▶ [BITTE BEARBEITEN]:
**a)** Übersetze aus dem Text zum Ibiza-Untersuchungsausschuss diesen Satz ins Englische: „Einen solchen Beschluss hat es in der österreichischen Republik noch nie gegeben, wie Van der Bellen in einer eilig anberaumten Ansprache an die Bevölkerung sagte.“
**b)** Schreib den Abschnitt aus dem Text zum Ibiza-Untersuchungsausschuss von „Exekution durch den“ bis einschließlich „die Bevölkerung sagte.“ neu und setze dabei „Freitag“ an die Stelle von „Donnerstag“.

▶ [VORLIEGENDER TEXT]:
=====

Exekution durch den Bundespräsidenten
Ein Streit über die Lieferung von Akten des Finanzministeriums an den parlamentarischen Ibiza-Untersuchungsausschuss hat in Österreich zu einem Konflikt der Verfassungsorgane geführt. Weil Finanzminister Gernot Blümel (ÖVP) selbst nach einer Entscheidung des Verfassungsgerichtshofs von Anfang März die geforderten Akten nicht geliefert hatte, hat das oberste Gericht in Wien am Donnerstag Bundespräsident Alexander Van der Bellen per Antrag aufgefordert, die Entscheidung zu „exekutieren“.
Die österreichische Verfassung sieht vor, dass sich das Staatsoberhaupt zur Exekution nach eigenem Ermessen einer geeigneten Bundes- oder Landesbehörde „einschließlich des Bundesheeres“ bedient. Einen solchen Beschluss hat es in der österreichischen Republik noch nie gegeben, wie Van der Bellen in einer eilig anberaumten Ansprache an die Bevölkerung sagte.

=====

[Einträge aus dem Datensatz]
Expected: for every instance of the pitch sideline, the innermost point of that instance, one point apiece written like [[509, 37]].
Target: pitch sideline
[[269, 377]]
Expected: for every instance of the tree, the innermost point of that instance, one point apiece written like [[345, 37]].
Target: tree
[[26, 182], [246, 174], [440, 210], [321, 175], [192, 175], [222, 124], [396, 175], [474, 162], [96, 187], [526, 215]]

=====

▶ [LÖSUNGEN]:
**a)** There has never been such a decision in the Austrian republic, as Van der Bellen said in a hastily arranged address to the public.

**b)**
Exekution durch den Bundespräsidenten
Ein Streit über die Lieferung von Akten des Finanzministeriums an den parlamentarischen Ibiza-Untersuchungsausschuss hat in Österreich zu einem Konflikt der Verfassungsorgane geführt. Weil Finanzminister Gernot Blümel (ÖVP) selbst nach einer Entscheidung des Verfassungsgerichtshofs von Anfang März die geforderten Akten nicht geliefert hatte, hat das oberste Gericht in Wien am Freitag Bundespräsident Alexander Van der Bellen per Antrag aufgefordert, die Entscheidung zu „exekutieren“.
Die österreichische Verfassung sieht vor, dass sich das Staatsoberhaupt zur Exekution nach eigenem Ermessen einer geeigneten Bundes- oder Landesbehörde „einschließlich des Bundesheeres“ bedient. Einen solchen Beschluss hat es in der österreichischen Republik noch nie gegeben, wie Van der Bellen in einer eilig anberaumten Ansprache an die Bevölkerung sagte.